## WHAT THE EXERCISE ASKS
Once the pictures are set aside, retype the remaining entries exactly.

## SOURCE INFORMATION

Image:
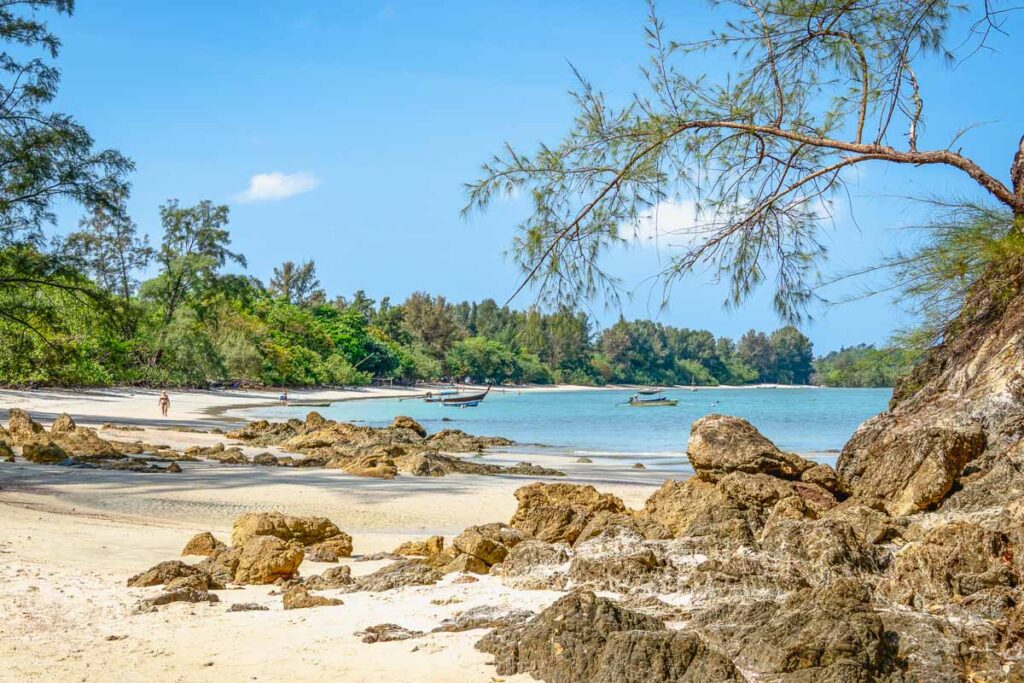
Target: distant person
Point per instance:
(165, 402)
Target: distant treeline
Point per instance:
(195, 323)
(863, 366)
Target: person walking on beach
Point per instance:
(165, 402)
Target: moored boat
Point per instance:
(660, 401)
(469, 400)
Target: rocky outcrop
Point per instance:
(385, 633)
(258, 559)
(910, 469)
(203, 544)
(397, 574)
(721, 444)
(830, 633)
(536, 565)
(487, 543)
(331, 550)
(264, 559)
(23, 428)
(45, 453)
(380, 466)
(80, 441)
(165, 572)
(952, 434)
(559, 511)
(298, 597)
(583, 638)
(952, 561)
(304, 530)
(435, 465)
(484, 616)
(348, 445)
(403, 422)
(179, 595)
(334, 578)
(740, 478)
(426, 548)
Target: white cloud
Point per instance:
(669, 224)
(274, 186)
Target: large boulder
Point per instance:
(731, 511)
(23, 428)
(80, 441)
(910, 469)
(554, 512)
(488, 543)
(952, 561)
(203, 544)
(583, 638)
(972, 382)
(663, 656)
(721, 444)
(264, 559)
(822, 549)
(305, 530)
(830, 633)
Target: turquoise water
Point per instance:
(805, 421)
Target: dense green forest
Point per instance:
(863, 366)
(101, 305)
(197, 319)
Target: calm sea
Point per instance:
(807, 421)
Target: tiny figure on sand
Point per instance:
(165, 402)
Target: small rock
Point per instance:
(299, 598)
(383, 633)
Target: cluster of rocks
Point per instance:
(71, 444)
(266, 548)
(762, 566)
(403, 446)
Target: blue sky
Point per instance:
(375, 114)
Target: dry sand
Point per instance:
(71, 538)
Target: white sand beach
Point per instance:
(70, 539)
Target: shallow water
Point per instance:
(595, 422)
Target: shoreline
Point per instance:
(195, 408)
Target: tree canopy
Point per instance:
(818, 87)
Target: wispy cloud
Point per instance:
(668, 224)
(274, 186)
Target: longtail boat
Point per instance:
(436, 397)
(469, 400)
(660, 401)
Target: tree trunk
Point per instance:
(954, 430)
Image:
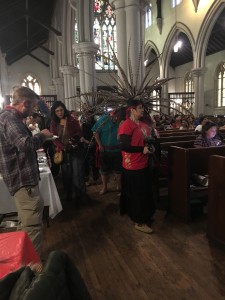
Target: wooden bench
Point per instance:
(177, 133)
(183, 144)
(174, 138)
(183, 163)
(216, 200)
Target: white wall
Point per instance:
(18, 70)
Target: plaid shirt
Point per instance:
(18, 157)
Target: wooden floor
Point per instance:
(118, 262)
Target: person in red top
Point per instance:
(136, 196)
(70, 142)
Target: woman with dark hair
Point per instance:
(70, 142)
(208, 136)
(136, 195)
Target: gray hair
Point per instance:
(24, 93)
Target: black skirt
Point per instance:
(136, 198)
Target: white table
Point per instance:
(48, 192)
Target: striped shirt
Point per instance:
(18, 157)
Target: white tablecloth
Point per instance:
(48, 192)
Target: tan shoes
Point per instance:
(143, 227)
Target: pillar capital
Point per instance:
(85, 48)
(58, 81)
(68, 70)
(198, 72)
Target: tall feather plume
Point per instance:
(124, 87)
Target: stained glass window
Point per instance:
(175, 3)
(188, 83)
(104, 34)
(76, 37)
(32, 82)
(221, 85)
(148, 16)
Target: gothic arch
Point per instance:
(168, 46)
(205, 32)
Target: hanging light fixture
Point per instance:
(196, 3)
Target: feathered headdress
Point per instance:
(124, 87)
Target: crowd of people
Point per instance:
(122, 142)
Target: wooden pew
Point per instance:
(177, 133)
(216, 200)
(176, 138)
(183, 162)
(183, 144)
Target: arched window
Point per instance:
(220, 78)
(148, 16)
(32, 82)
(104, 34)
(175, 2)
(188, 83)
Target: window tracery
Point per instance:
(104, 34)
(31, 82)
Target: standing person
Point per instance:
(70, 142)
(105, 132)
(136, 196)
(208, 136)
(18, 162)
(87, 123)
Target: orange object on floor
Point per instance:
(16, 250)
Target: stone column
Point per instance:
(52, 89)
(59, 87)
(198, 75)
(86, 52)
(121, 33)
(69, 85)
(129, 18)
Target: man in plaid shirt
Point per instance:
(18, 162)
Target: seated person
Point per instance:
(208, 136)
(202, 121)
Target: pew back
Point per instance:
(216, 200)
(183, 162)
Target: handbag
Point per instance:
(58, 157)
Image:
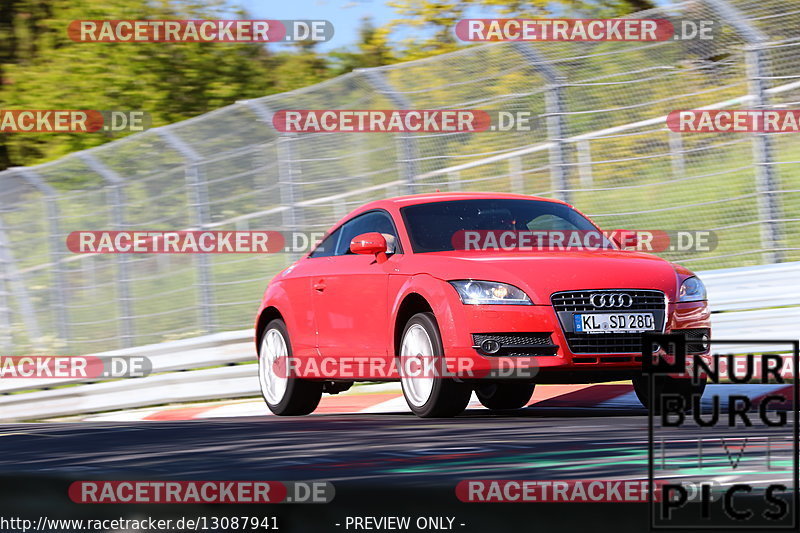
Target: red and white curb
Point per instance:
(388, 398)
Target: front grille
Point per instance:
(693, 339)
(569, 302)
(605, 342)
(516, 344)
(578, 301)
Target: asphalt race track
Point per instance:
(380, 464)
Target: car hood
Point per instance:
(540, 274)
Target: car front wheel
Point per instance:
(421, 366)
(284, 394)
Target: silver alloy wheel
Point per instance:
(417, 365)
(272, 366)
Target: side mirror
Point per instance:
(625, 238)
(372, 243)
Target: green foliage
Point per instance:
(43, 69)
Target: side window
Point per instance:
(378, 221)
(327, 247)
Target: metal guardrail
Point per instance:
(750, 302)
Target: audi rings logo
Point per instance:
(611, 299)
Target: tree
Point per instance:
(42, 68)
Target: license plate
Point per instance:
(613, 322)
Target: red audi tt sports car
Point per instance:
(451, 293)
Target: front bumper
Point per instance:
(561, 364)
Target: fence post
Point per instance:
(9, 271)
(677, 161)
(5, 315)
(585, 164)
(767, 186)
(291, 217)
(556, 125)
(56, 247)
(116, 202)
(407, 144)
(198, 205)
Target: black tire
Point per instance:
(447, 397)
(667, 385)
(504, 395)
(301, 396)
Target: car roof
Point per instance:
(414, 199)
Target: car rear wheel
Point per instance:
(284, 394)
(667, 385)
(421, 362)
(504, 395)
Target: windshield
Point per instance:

## EXPECTED ANSWER
Image:
Target: distant person
Point per instance:
(165, 402)
Target: distant treeline
Point per instance:
(195, 323)
(863, 366)
Target: person walking on beach
Point per instance:
(165, 402)
Target: moored boat
Point per instance:
(660, 401)
(469, 400)
Target: rocky outcrop
Point per instance:
(385, 633)
(258, 559)
(910, 469)
(203, 544)
(397, 574)
(721, 444)
(830, 633)
(536, 565)
(487, 543)
(331, 550)
(264, 559)
(23, 428)
(45, 453)
(380, 466)
(80, 441)
(165, 572)
(952, 434)
(559, 511)
(298, 597)
(583, 638)
(952, 561)
(304, 530)
(435, 465)
(484, 616)
(348, 445)
(403, 422)
(179, 595)
(334, 578)
(740, 478)
(426, 548)
Target: white cloud
Point per instance:
(669, 224)
(274, 186)
Target: large boulder
Point per instance:
(731, 511)
(23, 428)
(80, 441)
(910, 469)
(554, 512)
(488, 543)
(952, 561)
(203, 544)
(583, 638)
(972, 382)
(663, 656)
(721, 444)
(264, 559)
(822, 549)
(305, 530)
(830, 633)
Target: turquoise water
Point per instance:
(805, 421)
Target: dense green forest
Point per instance:
(863, 366)
(101, 305)
(197, 319)
Target: calm sea
Point per instance:
(807, 421)
Target: tiny figure on sand
Point per instance:
(165, 402)
Target: small rock
Point per instance:
(299, 598)
(383, 633)
Target: cluster of rocks
Point per instance:
(71, 444)
(266, 548)
(762, 566)
(403, 446)
Target: blue sky
Point per instance:
(375, 114)
Target: dry sand
Point per instance:
(71, 538)
Target: white sand beach
Point per instance:
(70, 539)
Target: shallow water
Point per instance:
(595, 422)
Target: shoreline
Point per instance:
(195, 408)
Target: tree canopy
Point per instance:
(818, 87)
Target: wispy cloud
Point per instance:
(668, 224)
(274, 186)
Target: longtail boat
Point per instance:
(436, 397)
(469, 400)
(660, 401)
Target: tree trunk
Point per instance:
(954, 430)
Image:
Target: wooden bench
Point per instance:
(177, 133)
(183, 144)
(174, 138)
(183, 163)
(216, 200)
Target: white wall
Point per instance:
(18, 70)
Target: plaid shirt
Point per instance:
(18, 157)
Target: wooden floor
Point per instance:
(118, 262)
Target: person in red top
Point per instance:
(136, 196)
(70, 142)
Target: woman with dark hair
Point per instance:
(70, 142)
(208, 136)
(136, 195)
Target: gray hair
Point per instance:
(24, 93)
Target: black skirt
Point per instance:
(136, 198)
Target: white table
Point per instance:
(48, 192)
Target: striped shirt
Point per instance:
(18, 157)
Target: white tablecloth
Point per instance:
(48, 192)
Target: tan shoes
Point per instance:
(143, 227)
Target: pillar capital
Point per instance:
(85, 48)
(58, 81)
(68, 70)
(198, 72)
Target: tall feather plume
Point per instance:
(124, 87)
Target: stained glass window
Point per instance:
(175, 3)
(188, 83)
(104, 34)
(76, 37)
(32, 82)
(221, 85)
(148, 16)
Target: gothic arch
Point per instance:
(168, 46)
(205, 32)
Target: hanging light fixture
Point per instance:
(196, 3)
Target: feathered headdress
Point per instance:
(124, 87)
Target: crowd of people
Point per instance:
(122, 142)
Target: wooden pew
Point per instance:
(177, 133)
(216, 200)
(176, 138)
(183, 162)
(183, 144)
Target: arched window
Point per instance:
(220, 78)
(148, 16)
(32, 82)
(104, 34)
(175, 2)
(188, 83)
Target: window tracery
Point per instance:
(104, 34)
(31, 82)
Target: standing person
Point per instance:
(70, 142)
(105, 132)
(136, 196)
(208, 136)
(18, 162)
(87, 123)
Target: orange object on floor
Point per instance:
(16, 250)
Target: stone column
Point per instance:
(52, 89)
(59, 87)
(198, 75)
(86, 52)
(121, 33)
(69, 85)
(129, 18)
Target: man in plaid shirt
Point per instance:
(18, 162)
Target: seated person
Point per instance:
(208, 136)
(202, 121)
Target: pew back
Point per instance:
(216, 200)
(183, 162)
Target: handbag
Point per instance:
(58, 157)
Image:
Target: red and white curb
Point per instance:
(388, 398)
Target: front grille
Point per instance:
(693, 339)
(569, 302)
(605, 342)
(516, 344)
(578, 301)
Target: asphalt race track
Point per instance:
(380, 464)
Target: car hood
Point per instance:
(540, 274)
Target: car front wheel
Point per instance:
(421, 366)
(284, 394)
Target: silver alloy wheel
Point per instance:
(417, 365)
(272, 366)
Target: side mirror
Point per instance:
(625, 238)
(372, 243)
Target: green foliage
Point per instance:
(43, 69)
Target: side window
Point per instance:
(378, 221)
(327, 247)
Target: metal guardrail
Point per instance:
(750, 302)
Target: audi rings logo
Point per instance:
(611, 299)
Target: tree
Point per instance:
(42, 68)
Target: license plate
Point per instance:
(613, 322)
Target: red audi tt sports car
Point per instance:
(451, 293)
Target: front bumper
Point per instance:
(561, 364)
Target: fence post
Point per instance:
(9, 271)
(677, 161)
(5, 315)
(585, 164)
(767, 186)
(291, 217)
(556, 125)
(56, 247)
(116, 202)
(407, 144)
(198, 205)
Target: black tire
Point per instance:
(447, 397)
(667, 385)
(504, 395)
(301, 396)
Target: car roof
Point per instance:
(414, 199)
Target: car rear wheel
Point per instance:
(284, 394)
(667, 385)
(421, 362)
(504, 395)
Target: windshield
Point per instance:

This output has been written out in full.